- Brief -
Transcribe the items below verbatim, starting at the line containing "Find any visible tinted" and ending at the line containing "24,215,992,528", with both of those lines included.

- Extracted entries -
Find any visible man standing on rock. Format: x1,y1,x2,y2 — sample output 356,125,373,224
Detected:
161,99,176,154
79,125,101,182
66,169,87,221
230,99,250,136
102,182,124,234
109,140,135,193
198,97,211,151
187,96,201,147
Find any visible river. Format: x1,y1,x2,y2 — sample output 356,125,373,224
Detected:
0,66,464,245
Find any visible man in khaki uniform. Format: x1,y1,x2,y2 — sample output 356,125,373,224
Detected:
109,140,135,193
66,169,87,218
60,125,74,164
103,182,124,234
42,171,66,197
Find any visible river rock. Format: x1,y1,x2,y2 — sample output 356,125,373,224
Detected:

==

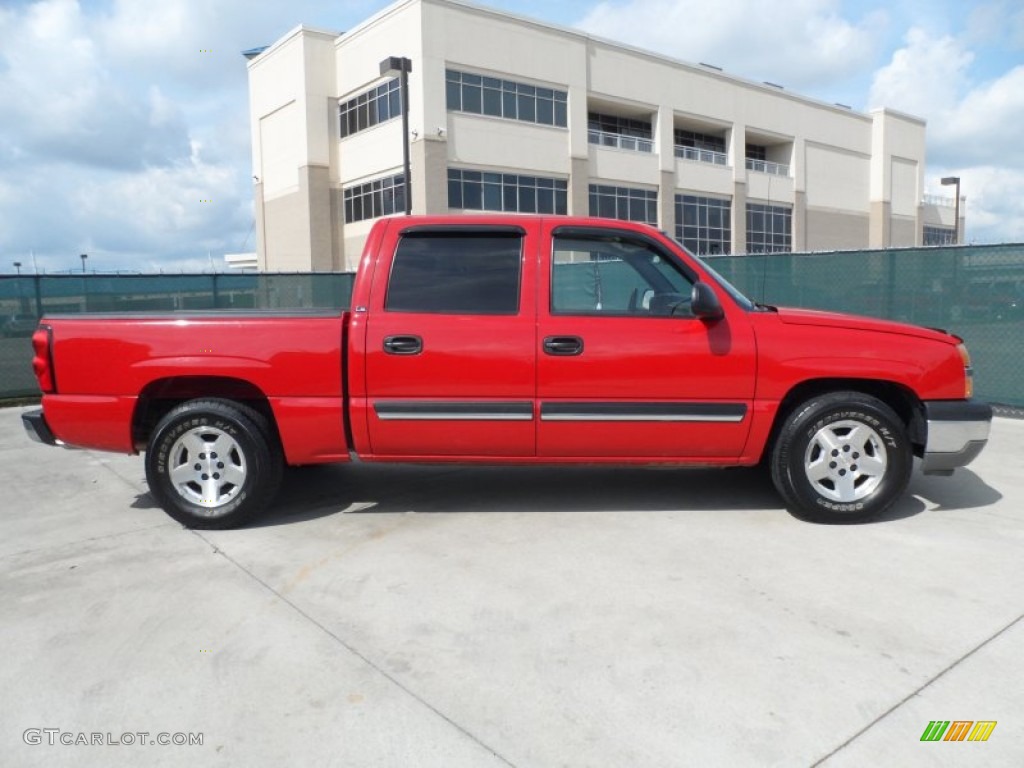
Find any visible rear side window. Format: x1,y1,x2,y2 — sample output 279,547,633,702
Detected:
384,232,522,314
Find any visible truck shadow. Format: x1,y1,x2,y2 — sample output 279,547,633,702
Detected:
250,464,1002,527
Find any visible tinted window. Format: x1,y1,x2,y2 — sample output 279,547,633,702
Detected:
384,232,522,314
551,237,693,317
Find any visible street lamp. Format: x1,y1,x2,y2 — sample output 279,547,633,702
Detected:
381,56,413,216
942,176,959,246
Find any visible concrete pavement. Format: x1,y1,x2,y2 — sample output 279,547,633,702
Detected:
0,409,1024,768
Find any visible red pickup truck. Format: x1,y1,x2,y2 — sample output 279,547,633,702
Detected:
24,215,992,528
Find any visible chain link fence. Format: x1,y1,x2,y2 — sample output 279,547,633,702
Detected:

- In response -
Find any visible tinted window. Format: x1,y1,x2,y2 — sample output 279,547,633,702
Detected:
384,232,522,314
551,237,693,317
Find any visible street lamp. Format: x1,y1,x2,y2 — sample output 279,547,633,702
Detected:
381,56,413,216
942,176,959,246
Find any visible concrete pavement. Format: x1,y1,x2,y2 — sample output 279,547,633,702
Detected:
0,409,1024,768
Find any visible red pickup truck. Format: x1,y1,x2,y2 — sample output 279,547,633,702
Detected:
24,215,992,528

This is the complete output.